(Records provided)
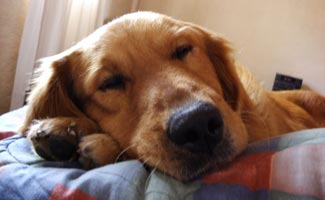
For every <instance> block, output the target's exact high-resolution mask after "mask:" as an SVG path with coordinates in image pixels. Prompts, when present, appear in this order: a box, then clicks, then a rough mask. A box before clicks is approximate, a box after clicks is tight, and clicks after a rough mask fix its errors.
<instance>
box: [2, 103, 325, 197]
mask: <svg viewBox="0 0 325 200" xmlns="http://www.w3.org/2000/svg"><path fill="white" fill-rule="evenodd" d="M24 112H25V108H23V109H20V110H17V111H14V112H10V113H8V114H5V115H2V116H1V117H0V139H2V140H0V199H4V200H11V199H12V200H14V199H30V200H31V199H33V200H36V199H114V200H115V199H155V200H156V199H200V200H201V199H240V200H244V199H249V200H251V199H261V200H265V199H325V189H324V188H325V168H324V167H323V166H324V164H325V129H312V130H305V131H300V132H296V133H291V134H287V135H284V136H281V137H277V138H273V139H269V140H266V141H261V142H258V143H256V144H252V145H250V146H249V147H248V149H247V150H246V151H245V152H244V153H243V154H242V155H241V156H239V157H238V158H237V159H236V160H235V161H234V162H233V163H232V164H231V165H230V166H229V167H227V168H226V169H224V170H222V171H216V172H213V173H211V174H209V175H207V176H206V177H202V178H200V179H198V180H196V181H193V182H190V183H186V184H184V183H181V182H178V181H176V180H174V179H173V178H171V177H168V176H167V175H165V174H163V173H161V172H159V171H158V170H148V169H146V168H145V167H143V165H142V163H140V162H139V161H136V160H131V161H124V162H119V163H115V164H110V165H106V166H103V167H100V168H96V169H93V170H89V171H85V170H83V169H81V168H80V165H79V164H78V163H76V162H48V161H44V160H43V159H42V158H40V157H38V156H37V155H36V154H35V153H34V152H33V151H32V149H31V146H30V144H29V143H28V141H27V140H26V139H25V138H23V137H20V136H17V135H13V134H14V133H15V132H16V131H17V128H18V126H19V125H20V124H21V122H22V120H23V117H24Z"/></svg>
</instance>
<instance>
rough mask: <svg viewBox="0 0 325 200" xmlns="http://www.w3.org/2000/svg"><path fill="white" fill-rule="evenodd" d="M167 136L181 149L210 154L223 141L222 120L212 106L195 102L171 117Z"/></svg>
mask: <svg viewBox="0 0 325 200" xmlns="http://www.w3.org/2000/svg"><path fill="white" fill-rule="evenodd" d="M167 134H168V137H169V139H170V140H171V141H172V142H173V143H175V144H176V145H177V146H179V147H181V148H185V149H187V150H189V151H190V152H193V153H211V154H212V153H213V149H214V147H215V146H216V145H217V144H218V143H220V142H221V141H222V139H223V120H222V117H221V114H220V112H219V110H218V109H217V108H216V107H215V106H214V105H212V104H211V103H208V102H202V101H196V102H192V103H190V104H187V105H185V106H183V107H181V108H179V109H178V110H177V111H176V112H175V113H174V114H173V115H172V116H171V118H170V120H169V122H168V133H167Z"/></svg>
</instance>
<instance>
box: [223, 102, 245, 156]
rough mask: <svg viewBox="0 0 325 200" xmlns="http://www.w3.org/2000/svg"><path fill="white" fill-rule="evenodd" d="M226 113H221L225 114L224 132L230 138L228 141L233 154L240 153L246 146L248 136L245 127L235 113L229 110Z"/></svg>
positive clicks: (230, 110)
mask: <svg viewBox="0 0 325 200" xmlns="http://www.w3.org/2000/svg"><path fill="white" fill-rule="evenodd" d="M227 110H228V111H223V113H227V114H224V115H223V119H224V124H225V132H226V133H227V135H229V137H230V141H232V146H233V148H234V149H233V150H234V152H235V154H236V155H237V154H239V153H241V152H242V151H243V150H244V149H245V148H246V147H247V144H248V134H247V130H246V127H245V125H244V123H243V121H242V119H241V118H240V117H239V115H238V114H237V113H236V112H233V111H232V110H231V109H230V108H228V109H227Z"/></svg>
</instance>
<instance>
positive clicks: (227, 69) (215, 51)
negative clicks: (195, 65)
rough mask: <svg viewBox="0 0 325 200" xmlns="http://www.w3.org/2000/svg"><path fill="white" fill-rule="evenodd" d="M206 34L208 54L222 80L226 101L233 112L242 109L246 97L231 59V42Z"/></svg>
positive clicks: (243, 89)
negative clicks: (230, 46) (245, 97)
mask: <svg viewBox="0 0 325 200" xmlns="http://www.w3.org/2000/svg"><path fill="white" fill-rule="evenodd" d="M204 34H205V35H206V37H205V41H204V42H205V46H206V50H207V54H208V56H209V58H210V60H211V62H212V63H213V65H214V67H215V70H216V74H217V76H218V79H219V80H220V84H221V87H222V89H223V95H224V99H225V100H226V102H227V103H228V104H229V105H230V106H231V108H232V109H233V110H235V111H237V110H239V109H241V107H242V105H241V104H243V103H244V102H243V101H244V100H245V99H243V98H245V96H246V95H245V91H244V88H243V86H242V84H241V82H240V80H239V77H238V75H237V72H236V68H235V67H236V66H235V64H234V61H233V59H232V57H231V53H232V49H231V48H230V47H229V42H227V41H226V40H224V39H222V38H220V37H218V36H216V35H215V34H213V33H209V32H207V31H204Z"/></svg>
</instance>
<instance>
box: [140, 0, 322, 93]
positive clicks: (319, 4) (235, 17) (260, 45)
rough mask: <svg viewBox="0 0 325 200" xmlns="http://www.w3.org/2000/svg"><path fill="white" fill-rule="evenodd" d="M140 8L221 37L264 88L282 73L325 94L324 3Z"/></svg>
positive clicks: (300, 0)
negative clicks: (264, 85) (196, 25)
mask: <svg viewBox="0 0 325 200" xmlns="http://www.w3.org/2000/svg"><path fill="white" fill-rule="evenodd" d="M139 9H140V10H152V11H157V12H161V13H165V14H168V15H171V16H173V17H176V18H179V19H182V20H186V21H191V22H194V23H197V24H200V25H202V26H205V27H207V28H209V29H211V30H213V31H215V32H218V33H220V34H221V35H222V36H224V37H226V38H227V39H228V40H230V41H231V42H232V43H233V46H234V48H235V49H236V53H235V56H236V58H237V60H239V62H241V63H242V64H244V65H246V66H247V67H248V68H249V69H251V71H253V73H254V74H255V75H256V76H257V77H258V78H259V79H260V80H262V81H263V82H264V83H265V86H266V88H268V89H271V88H272V85H273V80H274V76H275V73H276V72H280V73H285V74H289V75H293V76H296V77H300V78H303V79H304V84H305V86H306V87H310V88H312V89H314V90H317V91H319V92H321V93H322V94H325V1H324V0H275V1H261V0H249V1H244V0H227V1H224V0H200V1H199V0H177V1H175V0H141V1H140V5H139Z"/></svg>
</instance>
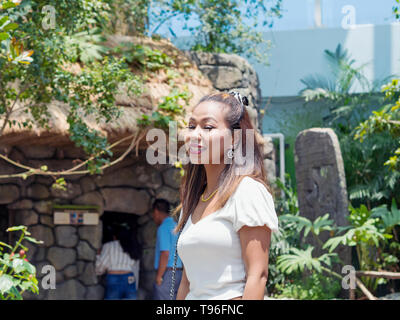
(End Records provided)
Required work | Please write out every entry exactly, but skip the pictures.

Output for this task |
For every <instance> block, output the target's exact high-resolution mask after "mask:" as an SVG path with coordinates in image pixels. Prompts, when present, appear in this order: a box, then clicks, then a rough mask. A box before clicks is approximate, a box after clicks is tight, and clicks after a rough mask fix its errors.
<instance>
box: [2, 103, 325, 197]
mask: <svg viewBox="0 0 325 200" xmlns="http://www.w3.org/2000/svg"><path fill="white" fill-rule="evenodd" d="M24 112H25V108H23V109H20V110H17V111H14V112H10V113H8V114H5V115H2V116H1V117H0V139H2V140H0V199H4V200H11V199H12V200H14V199H30V200H31V199H33V200H36V199H114V200H115V199H155V200H156V199H200V200H201V199H240V200H244V199H249V200H251V199H261V200H265V199H325V189H324V188H325V168H324V167H323V166H324V164H325V129H312V130H305V131H300V132H296V133H291V134H287V135H284V136H281V137H277V138H273V139H269V140H266V141H261V142H258V143H256V144H252V145H250V146H249V147H248V149H247V150H246V151H245V152H244V153H243V154H242V155H241V156H239V157H238V158H237V159H236V160H235V161H234V162H233V163H232V164H231V165H230V166H229V167H227V168H226V169H224V170H222V171H216V172H213V173H211V174H209V175H207V176H206V177H202V178H200V179H198V180H196V181H193V182H190V183H186V184H184V183H181V182H178V181H176V180H174V179H173V178H171V177H168V176H167V175H165V174H163V173H161V172H159V171H158V170H148V169H146V168H145V167H143V165H142V163H140V162H139V161H136V160H131V161H124V162H119V163H115V164H110V165H106V166H103V167H100V168H96V169H93V170H89V171H85V170H83V169H81V168H80V165H79V164H78V163H76V162H48V161H44V160H43V159H42V158H40V157H38V156H37V155H36V154H35V153H34V152H33V151H32V149H31V146H30V144H29V143H28V141H27V140H26V139H25V138H23V137H20V136H17V135H13V134H14V133H15V132H16V131H17V128H18V126H19V125H20V124H21V122H22V120H23V117H24Z"/></svg>
</instance>
<instance>
rough mask: <svg viewBox="0 0 325 200" xmlns="http://www.w3.org/2000/svg"><path fill="white" fill-rule="evenodd" d="M167 136L181 149L210 154L223 141L222 120L212 106L195 102L171 117Z"/></svg>
mask: <svg viewBox="0 0 325 200" xmlns="http://www.w3.org/2000/svg"><path fill="white" fill-rule="evenodd" d="M167 134H168V137H169V139H170V140H171V141H172V142H173V143H175V144H176V145H177V146H179V147H181V148H185V149H187V150H189V151H190V152H193V153H211V154H212V153H213V149H214V147H215V146H216V145H217V144H218V143H220V142H221V141H222V139H223V120H222V117H221V114H220V112H219V110H218V109H217V108H216V107H215V106H214V105H212V104H211V103H208V102H202V101H196V102H192V103H190V104H187V105H185V106H183V107H181V108H179V109H178V110H177V111H176V112H175V113H174V114H173V115H172V116H171V118H170V120H169V122H168V133H167Z"/></svg>
</instance>
<instance>
box: [223, 102, 245, 156]
rough mask: <svg viewBox="0 0 325 200" xmlns="http://www.w3.org/2000/svg"><path fill="white" fill-rule="evenodd" d="M226 113H221L225 114L224 132L230 138L228 141L233 154L240 153L246 146L248 136L245 127L235 113L229 110Z"/></svg>
positive clicks: (230, 110)
mask: <svg viewBox="0 0 325 200" xmlns="http://www.w3.org/2000/svg"><path fill="white" fill-rule="evenodd" d="M227 110H228V111H223V113H227V114H224V115H223V119H224V124H225V132H226V133H227V135H229V137H230V141H232V146H233V148H234V149H233V150H234V152H235V154H236V155H237V154H239V153H241V152H242V151H243V150H244V149H245V148H246V147H247V144H248V134H247V130H246V127H245V125H244V123H243V121H242V119H241V118H240V117H239V115H238V114H237V113H236V112H233V111H232V110H231V109H230V108H228V109H227Z"/></svg>
</instance>
<instance>
positive clicks: (227, 69) (215, 51)
negative clicks: (195, 65)
rough mask: <svg viewBox="0 0 325 200" xmlns="http://www.w3.org/2000/svg"><path fill="white" fill-rule="evenodd" d="M206 34L208 54L222 80L226 101L233 112L242 109L246 97L231 59V42Z"/></svg>
positive clicks: (243, 89)
negative clicks: (230, 46) (245, 97)
mask: <svg viewBox="0 0 325 200" xmlns="http://www.w3.org/2000/svg"><path fill="white" fill-rule="evenodd" d="M204 34H205V35H206V37H205V41H204V42H205V46H206V50H207V54H208V56H209V58H210V60H211V62H212V63H213V65H214V67H215V70H216V74H217V76H218V79H219V80H220V84H221V87H222V89H223V95H224V99H225V100H226V102H227V103H228V104H229V105H230V106H231V108H232V109H233V110H235V111H237V110H239V109H241V107H242V105H241V104H243V103H244V102H243V101H244V100H245V99H243V98H245V96H246V95H245V91H244V88H243V86H242V84H241V82H240V80H239V77H238V75H237V72H236V68H235V67H236V66H235V64H234V61H233V59H232V57H231V53H232V49H231V48H230V47H229V42H227V41H226V40H224V39H222V38H220V37H218V36H216V35H215V34H213V33H209V32H207V31H204Z"/></svg>
</instance>
<instance>
box: [140, 0, 322, 93]
positive clicks: (319, 4) (235, 17) (260, 45)
rough mask: <svg viewBox="0 0 325 200" xmlns="http://www.w3.org/2000/svg"><path fill="white" fill-rule="evenodd" d="M140 8L221 37L264 88L282 73L325 94L324 3Z"/></svg>
positive clicks: (300, 0)
negative clicks: (264, 85) (196, 25)
mask: <svg viewBox="0 0 325 200" xmlns="http://www.w3.org/2000/svg"><path fill="white" fill-rule="evenodd" d="M139 9H140V10H152V11H157V12H161V13H165V14H168V15H171V16H173V17H176V18H179V19H182V20H186V21H191V22H194V23H197V24H200V25H202V26H205V27H207V28H209V29H211V30H213V31H215V32H218V33H220V34H221V35H222V36H224V37H226V38H227V39H228V40H230V41H231V42H232V43H233V46H234V48H235V49H236V53H235V56H236V58H237V60H239V62H241V63H242V64H244V65H246V66H247V67H248V68H249V69H251V71H253V73H254V74H255V75H256V76H257V77H258V78H259V79H260V80H262V81H263V82H264V83H265V86H266V88H268V89H271V88H272V85H273V80H274V76H275V73H276V72H280V73H285V74H289V75H293V76H296V77H300V78H303V79H304V84H305V86H306V87H310V88H312V89H314V90H317V91H319V92H321V93H322V94H325V1H324V0H275V1H261V0H249V1H244V0H227V1H224V0H200V1H199V0H177V1H175V0H141V1H140V5H139Z"/></svg>
</instance>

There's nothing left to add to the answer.